• TASK OBJECTIVE: Return every line of the material below that contains the word "large".

• DATA FOR THIS EXERCISE:
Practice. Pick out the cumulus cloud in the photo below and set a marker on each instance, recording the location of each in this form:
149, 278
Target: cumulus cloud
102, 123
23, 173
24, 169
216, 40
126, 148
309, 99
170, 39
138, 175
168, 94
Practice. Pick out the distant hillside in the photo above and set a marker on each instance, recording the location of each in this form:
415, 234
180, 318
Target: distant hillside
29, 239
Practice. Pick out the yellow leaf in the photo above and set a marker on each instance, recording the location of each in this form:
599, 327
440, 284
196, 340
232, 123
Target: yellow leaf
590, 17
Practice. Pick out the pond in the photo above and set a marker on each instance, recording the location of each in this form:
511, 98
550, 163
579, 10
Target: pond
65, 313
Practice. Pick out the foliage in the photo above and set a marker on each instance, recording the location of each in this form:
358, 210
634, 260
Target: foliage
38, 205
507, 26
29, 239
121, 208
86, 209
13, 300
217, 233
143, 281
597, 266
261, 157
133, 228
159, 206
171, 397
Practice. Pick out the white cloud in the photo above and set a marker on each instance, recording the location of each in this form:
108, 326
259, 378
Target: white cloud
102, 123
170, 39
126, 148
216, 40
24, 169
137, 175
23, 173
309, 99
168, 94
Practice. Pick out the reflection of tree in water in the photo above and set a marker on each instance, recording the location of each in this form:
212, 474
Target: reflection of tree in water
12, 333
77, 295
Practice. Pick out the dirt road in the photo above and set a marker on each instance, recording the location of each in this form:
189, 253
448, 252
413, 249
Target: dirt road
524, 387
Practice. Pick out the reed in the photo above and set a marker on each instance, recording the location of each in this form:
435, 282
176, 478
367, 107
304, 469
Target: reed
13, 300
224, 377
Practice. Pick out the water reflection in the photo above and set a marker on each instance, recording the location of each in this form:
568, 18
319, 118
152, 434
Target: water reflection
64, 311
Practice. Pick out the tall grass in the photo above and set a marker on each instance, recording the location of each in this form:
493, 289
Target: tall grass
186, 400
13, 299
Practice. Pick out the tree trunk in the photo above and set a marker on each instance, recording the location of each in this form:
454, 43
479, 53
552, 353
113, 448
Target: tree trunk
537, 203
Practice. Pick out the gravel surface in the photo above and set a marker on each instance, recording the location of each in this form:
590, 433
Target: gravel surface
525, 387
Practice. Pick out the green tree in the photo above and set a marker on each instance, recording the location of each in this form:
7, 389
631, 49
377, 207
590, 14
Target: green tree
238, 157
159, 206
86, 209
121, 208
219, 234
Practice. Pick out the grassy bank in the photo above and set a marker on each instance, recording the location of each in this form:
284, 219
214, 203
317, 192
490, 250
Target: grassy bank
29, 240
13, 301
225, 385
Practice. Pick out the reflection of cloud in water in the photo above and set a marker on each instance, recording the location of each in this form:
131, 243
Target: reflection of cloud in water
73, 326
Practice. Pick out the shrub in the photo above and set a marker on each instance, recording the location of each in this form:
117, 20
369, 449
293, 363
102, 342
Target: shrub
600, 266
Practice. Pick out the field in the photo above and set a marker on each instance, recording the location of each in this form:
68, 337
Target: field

...

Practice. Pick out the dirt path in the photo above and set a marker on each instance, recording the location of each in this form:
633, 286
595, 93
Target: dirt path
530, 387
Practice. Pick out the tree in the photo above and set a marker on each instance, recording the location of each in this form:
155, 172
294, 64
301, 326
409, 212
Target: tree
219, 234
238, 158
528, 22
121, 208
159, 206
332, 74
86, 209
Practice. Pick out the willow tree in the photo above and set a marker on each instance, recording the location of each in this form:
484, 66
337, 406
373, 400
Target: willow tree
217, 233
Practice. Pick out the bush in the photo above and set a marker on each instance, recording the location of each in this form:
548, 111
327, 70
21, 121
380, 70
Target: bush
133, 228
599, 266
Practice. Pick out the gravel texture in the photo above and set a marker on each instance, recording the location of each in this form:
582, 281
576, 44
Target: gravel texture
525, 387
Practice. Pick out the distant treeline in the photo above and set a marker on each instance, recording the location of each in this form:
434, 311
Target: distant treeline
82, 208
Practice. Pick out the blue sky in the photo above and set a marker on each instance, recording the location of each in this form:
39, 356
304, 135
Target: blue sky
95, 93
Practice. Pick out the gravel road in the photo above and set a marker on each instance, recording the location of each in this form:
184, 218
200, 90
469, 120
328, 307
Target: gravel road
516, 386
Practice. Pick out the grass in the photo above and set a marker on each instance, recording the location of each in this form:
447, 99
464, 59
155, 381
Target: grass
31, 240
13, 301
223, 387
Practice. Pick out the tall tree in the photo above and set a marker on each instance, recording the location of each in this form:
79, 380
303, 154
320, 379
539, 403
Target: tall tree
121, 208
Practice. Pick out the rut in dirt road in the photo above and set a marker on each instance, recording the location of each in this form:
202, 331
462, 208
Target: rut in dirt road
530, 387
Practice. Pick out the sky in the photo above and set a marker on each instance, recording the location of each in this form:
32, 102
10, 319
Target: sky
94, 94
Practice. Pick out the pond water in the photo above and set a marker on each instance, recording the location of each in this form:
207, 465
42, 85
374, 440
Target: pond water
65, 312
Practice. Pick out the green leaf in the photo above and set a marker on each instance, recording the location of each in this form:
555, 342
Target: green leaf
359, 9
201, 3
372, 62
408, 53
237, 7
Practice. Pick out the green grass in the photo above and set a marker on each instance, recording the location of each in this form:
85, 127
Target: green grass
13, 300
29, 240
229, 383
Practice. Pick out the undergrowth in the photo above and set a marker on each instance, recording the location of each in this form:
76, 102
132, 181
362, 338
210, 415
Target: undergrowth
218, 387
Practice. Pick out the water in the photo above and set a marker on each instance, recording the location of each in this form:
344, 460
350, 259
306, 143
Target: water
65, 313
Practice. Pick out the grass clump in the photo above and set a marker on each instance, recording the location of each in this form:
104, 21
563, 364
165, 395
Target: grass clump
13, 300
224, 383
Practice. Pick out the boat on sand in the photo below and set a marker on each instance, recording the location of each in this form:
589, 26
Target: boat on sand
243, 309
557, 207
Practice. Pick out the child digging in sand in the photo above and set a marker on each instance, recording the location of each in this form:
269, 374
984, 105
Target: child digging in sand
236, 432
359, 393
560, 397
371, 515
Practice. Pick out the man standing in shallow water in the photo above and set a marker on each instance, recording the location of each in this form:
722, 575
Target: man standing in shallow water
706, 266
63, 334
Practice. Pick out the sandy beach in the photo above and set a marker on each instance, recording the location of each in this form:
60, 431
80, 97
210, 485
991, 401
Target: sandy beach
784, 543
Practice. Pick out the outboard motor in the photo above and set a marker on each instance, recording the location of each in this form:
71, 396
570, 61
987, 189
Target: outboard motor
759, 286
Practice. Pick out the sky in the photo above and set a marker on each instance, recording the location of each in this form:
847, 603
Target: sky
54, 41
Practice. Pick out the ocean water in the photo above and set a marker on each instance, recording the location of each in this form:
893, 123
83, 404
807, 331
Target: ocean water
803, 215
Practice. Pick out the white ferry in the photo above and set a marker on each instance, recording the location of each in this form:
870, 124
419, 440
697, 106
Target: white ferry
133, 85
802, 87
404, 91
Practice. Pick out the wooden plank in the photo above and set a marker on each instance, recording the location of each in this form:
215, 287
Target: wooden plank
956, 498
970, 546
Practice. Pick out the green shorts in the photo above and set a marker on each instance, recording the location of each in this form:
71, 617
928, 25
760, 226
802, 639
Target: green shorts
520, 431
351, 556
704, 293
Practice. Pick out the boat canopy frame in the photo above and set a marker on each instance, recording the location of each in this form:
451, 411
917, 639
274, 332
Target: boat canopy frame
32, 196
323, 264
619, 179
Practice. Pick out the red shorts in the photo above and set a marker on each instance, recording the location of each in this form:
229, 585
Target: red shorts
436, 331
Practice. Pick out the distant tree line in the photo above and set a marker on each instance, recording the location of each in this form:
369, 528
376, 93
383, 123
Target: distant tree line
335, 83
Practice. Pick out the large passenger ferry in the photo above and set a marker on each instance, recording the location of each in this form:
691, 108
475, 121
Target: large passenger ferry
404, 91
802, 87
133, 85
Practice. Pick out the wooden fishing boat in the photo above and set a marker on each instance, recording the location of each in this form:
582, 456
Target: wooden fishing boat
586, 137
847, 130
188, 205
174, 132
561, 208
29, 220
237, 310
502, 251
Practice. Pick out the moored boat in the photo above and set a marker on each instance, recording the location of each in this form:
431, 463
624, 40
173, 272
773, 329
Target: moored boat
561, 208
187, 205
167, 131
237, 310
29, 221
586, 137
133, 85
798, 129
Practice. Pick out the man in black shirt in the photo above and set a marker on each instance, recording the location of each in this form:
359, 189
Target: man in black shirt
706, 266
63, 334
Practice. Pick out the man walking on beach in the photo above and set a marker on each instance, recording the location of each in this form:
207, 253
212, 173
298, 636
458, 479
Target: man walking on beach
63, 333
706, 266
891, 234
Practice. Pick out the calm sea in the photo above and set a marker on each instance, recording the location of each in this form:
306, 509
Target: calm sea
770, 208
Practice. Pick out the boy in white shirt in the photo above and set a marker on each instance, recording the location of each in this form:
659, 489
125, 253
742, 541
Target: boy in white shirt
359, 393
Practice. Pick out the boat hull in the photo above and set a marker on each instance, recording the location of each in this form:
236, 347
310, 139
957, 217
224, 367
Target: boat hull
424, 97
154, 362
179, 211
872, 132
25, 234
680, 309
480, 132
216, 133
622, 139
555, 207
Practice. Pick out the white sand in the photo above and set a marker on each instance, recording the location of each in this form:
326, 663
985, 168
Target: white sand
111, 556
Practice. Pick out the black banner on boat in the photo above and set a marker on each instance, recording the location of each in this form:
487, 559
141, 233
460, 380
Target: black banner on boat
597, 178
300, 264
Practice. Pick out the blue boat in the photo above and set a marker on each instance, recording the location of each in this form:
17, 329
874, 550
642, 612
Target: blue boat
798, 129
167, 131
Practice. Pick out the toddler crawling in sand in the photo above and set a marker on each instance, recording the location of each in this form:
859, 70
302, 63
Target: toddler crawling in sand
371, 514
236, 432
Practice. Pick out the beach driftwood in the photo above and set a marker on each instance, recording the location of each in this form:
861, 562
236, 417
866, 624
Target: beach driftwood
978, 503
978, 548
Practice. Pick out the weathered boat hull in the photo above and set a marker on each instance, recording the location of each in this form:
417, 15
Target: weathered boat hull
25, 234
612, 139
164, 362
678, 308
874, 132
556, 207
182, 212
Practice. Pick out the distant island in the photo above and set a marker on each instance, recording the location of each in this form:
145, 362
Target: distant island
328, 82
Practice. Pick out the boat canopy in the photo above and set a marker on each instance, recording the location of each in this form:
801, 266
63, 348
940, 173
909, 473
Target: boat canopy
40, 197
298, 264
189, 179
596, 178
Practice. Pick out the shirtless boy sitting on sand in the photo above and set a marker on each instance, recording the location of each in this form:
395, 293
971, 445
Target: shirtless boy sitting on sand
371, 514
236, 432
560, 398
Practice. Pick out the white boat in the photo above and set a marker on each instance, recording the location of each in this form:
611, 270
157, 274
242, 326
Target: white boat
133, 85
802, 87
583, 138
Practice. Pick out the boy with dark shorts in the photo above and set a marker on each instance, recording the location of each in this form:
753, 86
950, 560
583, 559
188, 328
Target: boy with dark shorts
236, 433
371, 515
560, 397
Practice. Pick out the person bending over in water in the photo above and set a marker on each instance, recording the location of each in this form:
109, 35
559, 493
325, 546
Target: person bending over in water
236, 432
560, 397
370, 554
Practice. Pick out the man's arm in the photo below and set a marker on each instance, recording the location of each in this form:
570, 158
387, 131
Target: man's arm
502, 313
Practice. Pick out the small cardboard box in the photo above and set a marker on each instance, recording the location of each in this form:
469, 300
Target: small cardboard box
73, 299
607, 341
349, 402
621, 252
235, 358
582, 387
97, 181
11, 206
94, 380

• SOLUTION TO THE EXERCISE:
Practice. Pick out the large passenger ferry in the photo above and set a marker on each instance, recording the location of each in this form:
Target: large passenger ferry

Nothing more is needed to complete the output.